Retype the records below word for word, keeping every line intact.

═══ Data to process

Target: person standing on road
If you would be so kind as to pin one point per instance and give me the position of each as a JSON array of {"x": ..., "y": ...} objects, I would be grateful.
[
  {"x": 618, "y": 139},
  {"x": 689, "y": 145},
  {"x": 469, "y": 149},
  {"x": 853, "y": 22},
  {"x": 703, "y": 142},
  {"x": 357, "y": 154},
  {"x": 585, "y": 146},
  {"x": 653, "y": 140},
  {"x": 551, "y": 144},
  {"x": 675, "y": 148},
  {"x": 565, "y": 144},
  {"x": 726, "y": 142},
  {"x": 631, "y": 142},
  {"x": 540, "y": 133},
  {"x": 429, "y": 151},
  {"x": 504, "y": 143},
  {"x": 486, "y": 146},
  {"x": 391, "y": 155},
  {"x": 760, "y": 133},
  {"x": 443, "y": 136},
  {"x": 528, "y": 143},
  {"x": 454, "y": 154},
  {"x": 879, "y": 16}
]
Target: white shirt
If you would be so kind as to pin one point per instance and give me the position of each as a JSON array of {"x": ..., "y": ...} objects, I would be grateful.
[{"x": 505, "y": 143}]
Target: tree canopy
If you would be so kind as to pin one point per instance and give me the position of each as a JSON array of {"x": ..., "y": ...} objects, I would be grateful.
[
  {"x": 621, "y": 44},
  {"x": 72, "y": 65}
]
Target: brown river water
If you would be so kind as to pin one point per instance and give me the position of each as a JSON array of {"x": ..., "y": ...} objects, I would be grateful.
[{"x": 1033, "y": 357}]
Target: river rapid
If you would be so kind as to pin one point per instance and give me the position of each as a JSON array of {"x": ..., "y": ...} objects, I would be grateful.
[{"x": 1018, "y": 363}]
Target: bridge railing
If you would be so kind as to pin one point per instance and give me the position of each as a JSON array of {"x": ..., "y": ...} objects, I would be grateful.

══════

Task result
Target: person standing on road
If you would be so kind as to pin one point per instance and give me the position of each as a JSON array of {"x": ..., "y": ...} objects, I would be grateful.
[
  {"x": 618, "y": 139},
  {"x": 689, "y": 145},
  {"x": 469, "y": 149},
  {"x": 853, "y": 22},
  {"x": 703, "y": 142},
  {"x": 357, "y": 154},
  {"x": 585, "y": 146},
  {"x": 653, "y": 140},
  {"x": 551, "y": 144},
  {"x": 675, "y": 148},
  {"x": 565, "y": 144},
  {"x": 726, "y": 142},
  {"x": 631, "y": 142},
  {"x": 540, "y": 133},
  {"x": 429, "y": 151},
  {"x": 504, "y": 143},
  {"x": 486, "y": 146},
  {"x": 391, "y": 155},
  {"x": 760, "y": 133},
  {"x": 443, "y": 136},
  {"x": 528, "y": 143},
  {"x": 454, "y": 154},
  {"x": 879, "y": 16}
]
Target: white shirt
If you would be so kind as to pin one point per instance and give me the position of each as a JSON array of {"x": ..., "y": ...} objects, I would be grateful.
[{"x": 505, "y": 143}]
Target: tree canopy
If you would be so kind as to pin one point per instance and give me the position of each as a JSON array of {"x": ..., "y": ...} objects, I would be grateful.
[
  {"x": 621, "y": 44},
  {"x": 72, "y": 65}
]
Target: brown river water
If you would be so kind as to pin one point per instance and give me the position of each as a JSON array of {"x": ..., "y": ...} objects, I would be grateful.
[{"x": 1033, "y": 357}]
Target: river rapid
If you would be so kind as to pin one point per instance and give me the position of each as a JSON array of {"x": ..., "y": ...} objects, I would be grateful.
[{"x": 1018, "y": 363}]
Target: bridge railing
If you would be so kind as to pin one point per instance and give me the position of each as a JSON array of {"x": ..., "y": ...} objects, I would be grateful.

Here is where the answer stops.